Exercise details: Your response should consist solely of the records, written out exactly.

── Material for this task ──

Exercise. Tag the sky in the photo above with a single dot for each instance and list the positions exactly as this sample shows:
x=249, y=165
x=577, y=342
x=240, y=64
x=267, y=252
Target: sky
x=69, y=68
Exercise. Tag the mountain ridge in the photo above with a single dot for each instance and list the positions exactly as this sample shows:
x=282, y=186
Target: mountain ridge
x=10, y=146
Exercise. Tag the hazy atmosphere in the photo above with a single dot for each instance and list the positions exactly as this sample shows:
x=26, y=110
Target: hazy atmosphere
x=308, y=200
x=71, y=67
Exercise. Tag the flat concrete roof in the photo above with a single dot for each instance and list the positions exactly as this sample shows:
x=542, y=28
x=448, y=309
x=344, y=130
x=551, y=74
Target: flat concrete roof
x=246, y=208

───

Task response:
Exercise. Tag the sky in the photo above with a single dot for each instance and list the positions exactly as this sample shows:
x=249, y=165
x=577, y=342
x=240, y=64
x=267, y=252
Target: sky
x=69, y=68
Exercise. Tag the mountain ridge in the photo above with a single dot for each instance and list the positions exactly as this sample shows:
x=282, y=186
Target: mountain ridge
x=10, y=146
Exercise. Tag the hazy atmosphere in the photo above with a single dot for each instance and list the positions exactly as this sample shows:
x=26, y=110
Target: hazy atmosphere
x=308, y=200
x=71, y=67
Exercise. Tag the flat concrete roof in the photo above with a single dot for each instance and list the positions exactly as this sample shows:
x=542, y=28
x=448, y=309
x=344, y=130
x=551, y=74
Target: flat concrete roof
x=246, y=208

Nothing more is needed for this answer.